*ACTIVITY:* Give back exactly the stretch of data below from the line holding "Target: eye. Please" through the line holding "Could you kindly annotate the man with", both ends included, and leave the remaining lines out.

EXERCISE DATA section start

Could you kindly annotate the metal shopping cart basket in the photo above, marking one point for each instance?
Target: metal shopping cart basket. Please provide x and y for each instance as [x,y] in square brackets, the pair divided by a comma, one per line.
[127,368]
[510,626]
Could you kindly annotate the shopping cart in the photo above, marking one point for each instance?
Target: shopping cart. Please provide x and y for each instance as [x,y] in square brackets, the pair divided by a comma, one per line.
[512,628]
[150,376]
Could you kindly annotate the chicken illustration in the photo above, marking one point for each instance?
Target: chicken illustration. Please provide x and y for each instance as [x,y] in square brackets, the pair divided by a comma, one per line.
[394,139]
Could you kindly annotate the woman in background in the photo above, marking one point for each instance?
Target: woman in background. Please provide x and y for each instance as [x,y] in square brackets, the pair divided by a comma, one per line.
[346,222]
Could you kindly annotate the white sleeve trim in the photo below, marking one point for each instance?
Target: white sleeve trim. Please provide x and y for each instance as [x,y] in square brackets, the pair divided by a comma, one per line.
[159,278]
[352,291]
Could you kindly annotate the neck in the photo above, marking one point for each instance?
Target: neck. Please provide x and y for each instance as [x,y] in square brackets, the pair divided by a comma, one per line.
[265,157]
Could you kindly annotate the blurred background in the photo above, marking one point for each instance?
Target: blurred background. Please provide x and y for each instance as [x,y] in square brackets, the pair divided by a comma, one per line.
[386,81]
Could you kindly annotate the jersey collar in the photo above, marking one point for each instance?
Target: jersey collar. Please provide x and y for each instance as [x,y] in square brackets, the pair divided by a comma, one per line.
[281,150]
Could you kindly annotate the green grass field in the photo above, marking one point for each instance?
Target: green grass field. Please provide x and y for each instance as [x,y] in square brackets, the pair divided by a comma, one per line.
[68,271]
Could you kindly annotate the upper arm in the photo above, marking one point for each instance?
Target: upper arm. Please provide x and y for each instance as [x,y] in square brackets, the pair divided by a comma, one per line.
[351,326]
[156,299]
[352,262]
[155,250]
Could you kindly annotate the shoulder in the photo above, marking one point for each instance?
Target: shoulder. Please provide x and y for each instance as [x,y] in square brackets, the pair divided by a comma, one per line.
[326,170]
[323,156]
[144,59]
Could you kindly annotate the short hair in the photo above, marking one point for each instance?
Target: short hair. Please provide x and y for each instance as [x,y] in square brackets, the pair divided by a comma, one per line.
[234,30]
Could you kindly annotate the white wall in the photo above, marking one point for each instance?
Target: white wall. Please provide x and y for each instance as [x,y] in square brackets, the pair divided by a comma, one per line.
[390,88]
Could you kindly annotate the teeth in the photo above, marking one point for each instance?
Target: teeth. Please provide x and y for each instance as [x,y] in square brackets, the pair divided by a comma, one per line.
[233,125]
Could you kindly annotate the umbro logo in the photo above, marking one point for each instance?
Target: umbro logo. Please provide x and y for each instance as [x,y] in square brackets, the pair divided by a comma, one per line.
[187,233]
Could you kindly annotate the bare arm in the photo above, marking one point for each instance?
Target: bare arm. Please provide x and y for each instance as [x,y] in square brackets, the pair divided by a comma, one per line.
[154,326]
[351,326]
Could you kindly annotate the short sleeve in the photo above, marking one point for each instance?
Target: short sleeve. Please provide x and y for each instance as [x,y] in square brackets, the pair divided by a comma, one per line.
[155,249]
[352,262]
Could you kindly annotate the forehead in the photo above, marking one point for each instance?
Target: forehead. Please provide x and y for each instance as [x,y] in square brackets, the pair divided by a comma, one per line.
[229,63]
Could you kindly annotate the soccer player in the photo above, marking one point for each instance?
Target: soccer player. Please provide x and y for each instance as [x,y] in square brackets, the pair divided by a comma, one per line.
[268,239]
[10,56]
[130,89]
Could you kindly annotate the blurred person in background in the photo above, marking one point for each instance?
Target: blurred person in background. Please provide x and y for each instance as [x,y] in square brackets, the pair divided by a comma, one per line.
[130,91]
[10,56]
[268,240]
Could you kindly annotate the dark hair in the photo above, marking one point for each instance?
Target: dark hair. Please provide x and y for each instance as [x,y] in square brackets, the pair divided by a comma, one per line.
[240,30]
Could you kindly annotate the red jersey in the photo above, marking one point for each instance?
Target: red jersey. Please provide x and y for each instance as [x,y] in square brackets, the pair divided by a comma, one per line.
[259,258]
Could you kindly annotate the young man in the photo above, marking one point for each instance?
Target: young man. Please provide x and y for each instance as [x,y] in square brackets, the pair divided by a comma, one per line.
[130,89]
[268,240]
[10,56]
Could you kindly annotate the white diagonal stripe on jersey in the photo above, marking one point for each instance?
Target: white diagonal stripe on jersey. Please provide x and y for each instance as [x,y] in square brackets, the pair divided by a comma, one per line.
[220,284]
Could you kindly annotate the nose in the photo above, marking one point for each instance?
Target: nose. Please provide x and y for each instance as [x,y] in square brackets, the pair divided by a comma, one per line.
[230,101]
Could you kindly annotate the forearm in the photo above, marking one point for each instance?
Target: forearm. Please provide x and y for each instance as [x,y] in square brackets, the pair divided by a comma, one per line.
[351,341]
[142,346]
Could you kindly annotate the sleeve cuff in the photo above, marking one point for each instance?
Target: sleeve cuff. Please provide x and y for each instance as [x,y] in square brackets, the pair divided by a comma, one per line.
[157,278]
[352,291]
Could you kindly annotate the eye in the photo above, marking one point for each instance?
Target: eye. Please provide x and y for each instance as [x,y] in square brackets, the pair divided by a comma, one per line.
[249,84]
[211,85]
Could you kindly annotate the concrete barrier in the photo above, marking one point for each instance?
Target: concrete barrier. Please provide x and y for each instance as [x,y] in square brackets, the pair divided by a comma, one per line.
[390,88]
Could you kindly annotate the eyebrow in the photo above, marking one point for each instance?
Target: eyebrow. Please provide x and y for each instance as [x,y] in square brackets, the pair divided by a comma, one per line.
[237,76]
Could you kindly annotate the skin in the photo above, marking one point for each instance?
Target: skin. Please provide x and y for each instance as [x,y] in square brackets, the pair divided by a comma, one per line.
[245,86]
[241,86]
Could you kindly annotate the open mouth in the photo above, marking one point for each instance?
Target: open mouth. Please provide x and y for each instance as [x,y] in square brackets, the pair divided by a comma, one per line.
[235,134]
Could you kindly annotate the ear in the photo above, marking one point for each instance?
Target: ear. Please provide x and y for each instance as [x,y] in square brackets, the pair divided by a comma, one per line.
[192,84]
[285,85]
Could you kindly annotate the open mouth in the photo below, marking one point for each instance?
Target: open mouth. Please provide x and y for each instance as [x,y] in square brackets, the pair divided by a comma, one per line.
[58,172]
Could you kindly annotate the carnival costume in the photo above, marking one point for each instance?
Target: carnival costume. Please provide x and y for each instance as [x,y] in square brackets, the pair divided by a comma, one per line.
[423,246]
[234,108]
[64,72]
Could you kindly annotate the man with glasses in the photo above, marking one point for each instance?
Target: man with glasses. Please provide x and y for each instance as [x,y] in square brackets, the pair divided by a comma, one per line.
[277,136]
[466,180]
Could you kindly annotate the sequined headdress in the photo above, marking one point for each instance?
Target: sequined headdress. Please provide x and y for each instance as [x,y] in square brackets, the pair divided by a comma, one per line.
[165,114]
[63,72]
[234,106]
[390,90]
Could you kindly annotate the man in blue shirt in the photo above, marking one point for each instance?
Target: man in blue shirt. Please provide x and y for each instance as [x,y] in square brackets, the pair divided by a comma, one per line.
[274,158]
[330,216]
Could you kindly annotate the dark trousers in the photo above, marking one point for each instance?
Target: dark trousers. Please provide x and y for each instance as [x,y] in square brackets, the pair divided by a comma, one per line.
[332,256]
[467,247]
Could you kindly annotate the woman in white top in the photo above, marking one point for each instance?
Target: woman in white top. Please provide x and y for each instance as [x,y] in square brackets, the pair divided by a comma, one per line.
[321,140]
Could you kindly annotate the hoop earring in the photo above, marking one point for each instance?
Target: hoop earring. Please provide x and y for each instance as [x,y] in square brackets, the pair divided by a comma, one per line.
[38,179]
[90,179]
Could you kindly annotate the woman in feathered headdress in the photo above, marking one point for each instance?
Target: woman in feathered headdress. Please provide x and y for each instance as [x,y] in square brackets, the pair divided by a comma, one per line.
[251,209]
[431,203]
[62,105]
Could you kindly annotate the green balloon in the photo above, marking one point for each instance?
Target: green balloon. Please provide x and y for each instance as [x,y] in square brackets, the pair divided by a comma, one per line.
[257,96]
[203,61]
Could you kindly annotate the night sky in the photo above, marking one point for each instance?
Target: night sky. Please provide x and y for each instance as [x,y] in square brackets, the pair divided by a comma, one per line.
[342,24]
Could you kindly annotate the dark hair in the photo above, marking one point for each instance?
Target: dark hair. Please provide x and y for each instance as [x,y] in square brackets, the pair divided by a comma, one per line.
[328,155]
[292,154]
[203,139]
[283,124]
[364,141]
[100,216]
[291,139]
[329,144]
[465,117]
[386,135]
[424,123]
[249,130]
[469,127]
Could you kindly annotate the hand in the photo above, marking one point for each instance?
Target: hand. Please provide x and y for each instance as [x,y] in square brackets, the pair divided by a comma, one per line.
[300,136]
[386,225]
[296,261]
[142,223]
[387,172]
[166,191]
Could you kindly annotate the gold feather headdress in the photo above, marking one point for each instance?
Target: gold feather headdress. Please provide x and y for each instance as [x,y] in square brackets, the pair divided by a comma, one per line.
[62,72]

EXERCISE DATA section end

*EXERCISE OUTPUT:*
Target: eye. Please provide x and y for each instance as [x,y] in square brackets, the pair divided by a comma, one per line.
[249,84]
[211,85]
Could you kindly annotate the concrete barrier in the photo above, marking one point for each instance?
Target: concrete barrier. Please provide x and y for each instance as [x,y] in square brackets, the pair divided by a comma, one per line.
[390,88]
Could you kindly annotate the eyebrow in the photo above, marking one point for each instance?
Target: eyebrow. Please provide x and y for each instance as [x,y] in square brackets, the pair divided by a comma, one per line.
[237,76]
Could you kindly annotate the skin in the photo above, marking one point for each instance?
Target: skin. Please provide x and y for each instance as [x,y] in square brackets, the pair divided by a comma, one per line.
[245,86]
[241,86]
Could you kindly annotate the open mouth in the photo above, marking one point for each instance?
Target: open mouth. Please provide x and y for each instance as [x,y] in square brackets, the pair divided by a comma, one per line.
[235,134]
Could you kindly annotate the ear in the photo above, marking one point for each instance?
Target: ear. Please provide x and y for each instance as [x,y] in square brackets, the pair divided by a comma, one per line.
[192,84]
[285,85]
Could you kindly annotate the open mouth in the photo below, marking one point for each instance?
Target: open mouth. Please provide x and y for each instance as [x,y] in square brackets, the pair divided by a comma, one per line.
[58,172]
Could you kindly annotate the carnival costume in the photo above, marking one point for each instance?
Target: carnival costume. Please provide x and y for each instance as [x,y] in square brackets, the pair divided by a comma, one per line.
[423,246]
[234,108]
[64,72]
Could you kindly annotate the man with glasses in the photo above, marking one point for each instance?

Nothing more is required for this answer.